:: PAGE TEXT ::
===

🤔 What is Aave ?
Aave is a decentralized bank that connects cryptocurrency borrowers and lenders.
The word “Aave” means ghost in Finnish language(in Finland). The team choose the name because borrowing/lending does not require any middle man and checks like KYC.
Aave allows users to:
- Deposit their cryptocurrency to earn interest.
- They can also decide to lock their cryptocurrencies as collateral and take out loans in a different cryptocurrency.
What role does AAVE token play ?
AAVE is the governance token for Aave protocol. AAVE holders propose and vote on future updates to Aave protocol.
📝 Origin of Aave
- Stani Kulechov founded Eth lend in 2017. Eth Lend was a peer-to-peer Eth lending and borrowing protocol.
- It used to take a long time to match borrowers to lenders resulting a bad user experience.

===

:: Object pointing dataset rows ::
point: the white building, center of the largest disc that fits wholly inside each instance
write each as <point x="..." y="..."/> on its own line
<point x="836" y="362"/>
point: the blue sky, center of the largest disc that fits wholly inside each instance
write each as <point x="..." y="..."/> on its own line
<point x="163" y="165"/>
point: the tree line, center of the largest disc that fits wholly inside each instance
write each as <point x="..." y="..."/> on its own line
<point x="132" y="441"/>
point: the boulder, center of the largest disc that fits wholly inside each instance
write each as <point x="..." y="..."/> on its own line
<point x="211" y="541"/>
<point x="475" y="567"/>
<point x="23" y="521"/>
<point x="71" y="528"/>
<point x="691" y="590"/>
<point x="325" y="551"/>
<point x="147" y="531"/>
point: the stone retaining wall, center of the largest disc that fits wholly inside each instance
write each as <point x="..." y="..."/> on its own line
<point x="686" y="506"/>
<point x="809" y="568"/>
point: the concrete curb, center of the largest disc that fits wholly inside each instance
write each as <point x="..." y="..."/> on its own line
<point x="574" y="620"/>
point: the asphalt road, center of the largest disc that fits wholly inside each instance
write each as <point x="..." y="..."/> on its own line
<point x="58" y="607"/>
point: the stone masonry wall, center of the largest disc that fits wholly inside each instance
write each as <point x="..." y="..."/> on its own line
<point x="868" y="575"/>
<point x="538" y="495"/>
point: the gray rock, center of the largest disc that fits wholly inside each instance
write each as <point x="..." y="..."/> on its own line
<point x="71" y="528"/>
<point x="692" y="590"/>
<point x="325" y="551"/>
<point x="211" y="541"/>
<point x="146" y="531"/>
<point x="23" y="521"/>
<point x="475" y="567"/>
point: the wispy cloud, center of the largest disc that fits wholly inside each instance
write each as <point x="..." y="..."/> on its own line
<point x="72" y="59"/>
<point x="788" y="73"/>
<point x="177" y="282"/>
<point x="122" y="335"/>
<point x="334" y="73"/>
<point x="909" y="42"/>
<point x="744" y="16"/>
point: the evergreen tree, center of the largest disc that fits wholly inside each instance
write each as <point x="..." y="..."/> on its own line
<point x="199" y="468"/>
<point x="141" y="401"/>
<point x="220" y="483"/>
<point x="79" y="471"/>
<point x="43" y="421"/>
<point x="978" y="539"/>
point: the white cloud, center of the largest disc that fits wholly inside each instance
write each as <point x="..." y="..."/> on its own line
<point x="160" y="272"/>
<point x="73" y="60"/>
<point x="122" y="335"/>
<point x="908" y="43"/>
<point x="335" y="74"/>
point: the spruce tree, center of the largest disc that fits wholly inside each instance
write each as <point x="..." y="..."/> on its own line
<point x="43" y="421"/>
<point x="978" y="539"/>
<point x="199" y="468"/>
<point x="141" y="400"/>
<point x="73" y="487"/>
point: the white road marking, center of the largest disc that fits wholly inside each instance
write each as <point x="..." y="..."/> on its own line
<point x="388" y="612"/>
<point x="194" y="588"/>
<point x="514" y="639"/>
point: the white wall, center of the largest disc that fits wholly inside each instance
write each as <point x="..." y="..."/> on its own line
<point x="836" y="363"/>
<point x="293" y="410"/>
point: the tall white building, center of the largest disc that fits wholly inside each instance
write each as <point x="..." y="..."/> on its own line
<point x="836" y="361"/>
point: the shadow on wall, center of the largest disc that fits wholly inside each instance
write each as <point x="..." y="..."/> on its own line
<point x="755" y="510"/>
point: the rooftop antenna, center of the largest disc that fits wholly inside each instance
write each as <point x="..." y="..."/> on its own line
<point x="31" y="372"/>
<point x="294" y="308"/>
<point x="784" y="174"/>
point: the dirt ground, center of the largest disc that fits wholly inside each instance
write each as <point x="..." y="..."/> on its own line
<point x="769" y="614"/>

===

:: GIVEN TASK ::
Can you reproduce the Aave explainer text word for word, in full?

:: CORRECT RESULT ::
🤔 What is Aave ?
Aave is a decentralized bank that connects cryptocurrency borrowers and lenders.
The word “Aave” means ghost in Finnish language(in Finland). The team choose the name because borrowing/lending does not require any middle man and checks like KYC.
Aave allows users to:
- Deposit their cryptocurrency to earn interest.
- They can also decide to lock their cryptocurrencies as collateral and take out loans in a different cryptocurrency.
What role does AAVE token play ?
AAVE is the governance token for Aave protocol. AAVE holders propose and vote on future updates to Aave protocol.
📝 Origin of Aave
- Stani Kulechov founded Eth lend in 2017. Eth Lend was a peer-to-peer Eth lending and borrowing protocol.
- It used to take a long time to match borrowers to lenders resulting a bad user experience.